_Task objective:_ Print the rows below word for word, leaving out the pictures.
[The records start]
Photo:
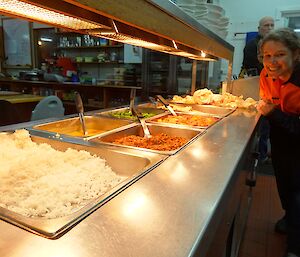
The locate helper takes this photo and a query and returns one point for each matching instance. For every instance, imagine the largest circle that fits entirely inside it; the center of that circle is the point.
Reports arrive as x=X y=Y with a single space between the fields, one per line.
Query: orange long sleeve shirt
x=285 y=95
[The records end]
_Answer to this problem:_
Photo:
The locate helper takes this photo and a query and returns one point for each matching instance. For every instance, imagine the largest circle that fits entirely inside it; the center of that circle is the point.
Reports arrive as x=X y=Y with a single space between the fields, one per line.
Query: orange long sleeve shirt
x=285 y=95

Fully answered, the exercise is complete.